> _WRITTEN TASK A_
Pick out every line of the entries below that contains the word "Give", matching its case exactly.
---- DOCUMENT TEXT
I'm new to multithreading in Windows, so this might be a trivial question: what's the easiest way of making sure that threads perform a loop in lockstep?
I tried passing a shared array of Event
s to all threads and using WaitForMultipleObjects
at the end of the loop to synchronize them, but this gives me a deadlock after one, sometimes two, cycles. Here's a simplified version of my current code (with just two threads, but I'd like to make it scalable):
typedef struct
{
int rank;
HANDLE* step_events;
} IterationParams;
int main(int argc, char **argv)
{
// ...
IterationParams p[2];
HANDLE step_events[2];
for (int j=0; j<2; ++j)
{
step_events[j] = CreateEvent(NULL, FALSE, FALSE, NULL);
}
for (int j=0; j<2; ++j)
{
p[j].rank = j;
p[j].step_events = step_events;
AfxBeginThread(Iteration, p+j);
}
// ...
}
UINT Iteration(LPVOID pParam)
{
IterationParams* p = (IterationParams*)pParam;
int rank = p->rank;
for (int i=0; i<100; i++)
{
if (rank == 0)
{
printf("%dth iteration\n",i);
// do something
SetEvent(p->step_events[0]);
WaitForMultipleObjects(2, p->step_events, TRUE, INFINITE);
}
else if (rank == 1)
{
// do something else
SetEvent(p->step_events[1]);
WaitForMultipleObjects(2, p->step_events, TRUE, INFINITE);
}
}
return 0;
}
(I know I'm mixing C and C++, it's actually legacy C code that I'm trying to parallelize.)
Reading the docs at MSDN, I think this should work. However, thread 0 only prints once, occasionally twice, and then the program hangs. Is this a correct way of synchronizing threads? If not, what would you recommend (is there really no built-in support for a barrier in MFC?).
--------
---- INPUT RECORDS
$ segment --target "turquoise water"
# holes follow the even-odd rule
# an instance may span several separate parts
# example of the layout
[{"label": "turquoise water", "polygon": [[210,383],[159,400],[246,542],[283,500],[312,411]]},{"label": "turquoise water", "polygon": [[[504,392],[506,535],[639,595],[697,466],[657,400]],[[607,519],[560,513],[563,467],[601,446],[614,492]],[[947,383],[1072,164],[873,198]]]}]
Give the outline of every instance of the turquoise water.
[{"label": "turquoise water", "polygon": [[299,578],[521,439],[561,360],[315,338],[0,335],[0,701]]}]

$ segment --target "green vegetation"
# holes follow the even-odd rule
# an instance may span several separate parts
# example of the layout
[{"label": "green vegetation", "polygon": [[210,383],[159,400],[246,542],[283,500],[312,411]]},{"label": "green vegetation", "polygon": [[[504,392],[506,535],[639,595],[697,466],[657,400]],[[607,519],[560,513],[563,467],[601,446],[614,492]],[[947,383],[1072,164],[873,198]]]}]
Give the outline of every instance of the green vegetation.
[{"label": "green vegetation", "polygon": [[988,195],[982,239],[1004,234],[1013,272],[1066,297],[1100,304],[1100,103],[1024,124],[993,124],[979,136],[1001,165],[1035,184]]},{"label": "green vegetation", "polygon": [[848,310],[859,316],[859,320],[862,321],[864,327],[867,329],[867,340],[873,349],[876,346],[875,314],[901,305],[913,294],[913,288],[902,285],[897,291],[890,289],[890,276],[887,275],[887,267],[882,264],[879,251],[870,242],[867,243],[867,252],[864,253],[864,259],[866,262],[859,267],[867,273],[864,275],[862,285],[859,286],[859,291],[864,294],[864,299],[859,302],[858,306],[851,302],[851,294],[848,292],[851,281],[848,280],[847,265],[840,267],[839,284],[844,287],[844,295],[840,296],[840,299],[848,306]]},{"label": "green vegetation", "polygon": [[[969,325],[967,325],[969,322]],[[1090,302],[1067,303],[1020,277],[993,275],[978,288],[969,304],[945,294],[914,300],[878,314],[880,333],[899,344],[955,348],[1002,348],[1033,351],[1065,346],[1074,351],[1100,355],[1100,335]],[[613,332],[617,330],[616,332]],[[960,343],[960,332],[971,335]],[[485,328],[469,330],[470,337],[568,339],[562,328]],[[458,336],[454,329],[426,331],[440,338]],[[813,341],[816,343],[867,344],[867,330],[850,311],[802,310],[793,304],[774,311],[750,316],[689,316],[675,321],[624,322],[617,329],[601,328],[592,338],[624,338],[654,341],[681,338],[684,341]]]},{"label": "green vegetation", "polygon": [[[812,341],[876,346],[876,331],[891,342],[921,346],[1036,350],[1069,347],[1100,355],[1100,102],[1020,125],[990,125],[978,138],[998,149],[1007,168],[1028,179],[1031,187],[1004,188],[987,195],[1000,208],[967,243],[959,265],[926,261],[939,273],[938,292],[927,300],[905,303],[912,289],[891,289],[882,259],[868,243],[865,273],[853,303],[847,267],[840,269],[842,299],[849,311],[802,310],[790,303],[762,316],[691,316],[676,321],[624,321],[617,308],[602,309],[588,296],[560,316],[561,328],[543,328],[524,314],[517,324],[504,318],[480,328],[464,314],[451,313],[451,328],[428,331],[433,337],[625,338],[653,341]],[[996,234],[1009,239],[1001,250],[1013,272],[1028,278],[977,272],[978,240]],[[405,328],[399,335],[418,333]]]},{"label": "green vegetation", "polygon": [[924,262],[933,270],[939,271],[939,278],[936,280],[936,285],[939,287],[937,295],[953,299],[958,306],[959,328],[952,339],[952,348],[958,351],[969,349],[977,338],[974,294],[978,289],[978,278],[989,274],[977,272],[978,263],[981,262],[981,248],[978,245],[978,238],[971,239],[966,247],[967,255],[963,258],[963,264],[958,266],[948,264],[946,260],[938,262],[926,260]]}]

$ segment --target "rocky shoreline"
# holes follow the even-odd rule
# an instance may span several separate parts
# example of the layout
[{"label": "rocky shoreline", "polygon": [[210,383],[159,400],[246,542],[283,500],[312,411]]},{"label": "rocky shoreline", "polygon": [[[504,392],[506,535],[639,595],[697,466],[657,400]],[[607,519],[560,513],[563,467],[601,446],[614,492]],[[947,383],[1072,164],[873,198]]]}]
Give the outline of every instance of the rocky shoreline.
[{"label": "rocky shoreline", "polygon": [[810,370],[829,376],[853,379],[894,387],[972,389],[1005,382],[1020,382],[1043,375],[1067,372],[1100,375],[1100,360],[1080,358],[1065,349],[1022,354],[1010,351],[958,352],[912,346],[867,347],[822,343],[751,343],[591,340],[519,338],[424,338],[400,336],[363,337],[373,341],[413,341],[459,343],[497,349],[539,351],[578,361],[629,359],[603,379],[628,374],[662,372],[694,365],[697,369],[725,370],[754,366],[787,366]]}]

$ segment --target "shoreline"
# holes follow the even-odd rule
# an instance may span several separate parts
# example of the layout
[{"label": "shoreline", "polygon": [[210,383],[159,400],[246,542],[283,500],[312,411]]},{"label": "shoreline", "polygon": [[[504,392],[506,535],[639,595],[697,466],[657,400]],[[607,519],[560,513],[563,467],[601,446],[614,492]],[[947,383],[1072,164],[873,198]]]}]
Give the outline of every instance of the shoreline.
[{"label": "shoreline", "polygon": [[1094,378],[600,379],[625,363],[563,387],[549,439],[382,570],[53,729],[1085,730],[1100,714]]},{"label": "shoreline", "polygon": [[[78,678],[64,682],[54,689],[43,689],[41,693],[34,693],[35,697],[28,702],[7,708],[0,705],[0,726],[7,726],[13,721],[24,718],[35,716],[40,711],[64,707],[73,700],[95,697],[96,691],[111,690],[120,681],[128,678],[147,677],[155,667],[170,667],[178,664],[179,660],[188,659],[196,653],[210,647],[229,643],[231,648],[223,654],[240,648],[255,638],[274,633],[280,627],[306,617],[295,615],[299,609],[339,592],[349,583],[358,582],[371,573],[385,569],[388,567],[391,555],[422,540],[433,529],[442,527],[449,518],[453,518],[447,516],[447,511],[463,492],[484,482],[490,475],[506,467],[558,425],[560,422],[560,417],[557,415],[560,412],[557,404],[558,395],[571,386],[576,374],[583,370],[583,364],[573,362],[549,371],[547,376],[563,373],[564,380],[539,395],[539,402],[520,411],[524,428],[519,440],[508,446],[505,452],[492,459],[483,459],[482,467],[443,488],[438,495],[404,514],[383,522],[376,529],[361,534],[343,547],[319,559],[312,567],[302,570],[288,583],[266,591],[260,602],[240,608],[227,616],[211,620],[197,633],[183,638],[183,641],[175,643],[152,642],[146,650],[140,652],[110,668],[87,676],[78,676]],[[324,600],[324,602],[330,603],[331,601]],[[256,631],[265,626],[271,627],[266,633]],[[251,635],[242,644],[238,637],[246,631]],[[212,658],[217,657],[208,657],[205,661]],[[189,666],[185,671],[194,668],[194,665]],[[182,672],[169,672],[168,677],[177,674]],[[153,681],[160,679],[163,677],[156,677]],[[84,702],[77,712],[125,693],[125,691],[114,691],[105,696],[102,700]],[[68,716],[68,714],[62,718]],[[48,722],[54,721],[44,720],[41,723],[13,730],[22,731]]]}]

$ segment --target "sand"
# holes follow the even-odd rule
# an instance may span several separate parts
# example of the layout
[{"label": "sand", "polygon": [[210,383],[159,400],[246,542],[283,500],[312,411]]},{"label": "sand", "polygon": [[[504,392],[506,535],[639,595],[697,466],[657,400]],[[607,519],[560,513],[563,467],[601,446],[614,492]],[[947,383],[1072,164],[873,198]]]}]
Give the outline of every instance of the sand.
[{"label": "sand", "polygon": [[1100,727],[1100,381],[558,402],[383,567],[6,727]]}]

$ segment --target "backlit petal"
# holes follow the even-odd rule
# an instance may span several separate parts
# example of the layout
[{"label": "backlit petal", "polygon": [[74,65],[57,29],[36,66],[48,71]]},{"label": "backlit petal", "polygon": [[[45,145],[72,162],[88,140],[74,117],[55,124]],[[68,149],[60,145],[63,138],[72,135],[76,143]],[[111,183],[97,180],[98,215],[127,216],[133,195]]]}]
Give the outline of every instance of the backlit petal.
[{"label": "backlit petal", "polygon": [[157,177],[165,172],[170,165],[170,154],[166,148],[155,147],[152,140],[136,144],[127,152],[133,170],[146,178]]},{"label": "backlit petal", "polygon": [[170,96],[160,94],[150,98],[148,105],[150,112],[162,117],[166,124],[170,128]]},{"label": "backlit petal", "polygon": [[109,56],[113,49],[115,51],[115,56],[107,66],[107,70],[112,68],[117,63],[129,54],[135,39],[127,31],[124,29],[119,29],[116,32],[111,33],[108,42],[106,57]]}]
--------
> _WRITTEN TASK B_
From the forum post above, quote the passage that opens with "Reading the docs" and closes with "barrier in MFC?).", copying it word for word.

> _EXERCISE ANSWER A_
Give the outline of every instance of the turquoise water.
Give the outline of every instance of the green vegetation.
Give the outline of every instance of the rocky shoreline.
Give the outline of every instance of the shoreline.
Give the outline of every instance of the sand.
Give the outline of every instance of the backlit petal.

> _EXERCISE ANSWER B_
Reading the docs at MSDN, I think this should work. However, thread 0 only prints once, occasionally twice, and then the program hangs. Is this a correct way of synchronizing threads? If not, what would you recommend (is there really no built-in support for a barrier in MFC?).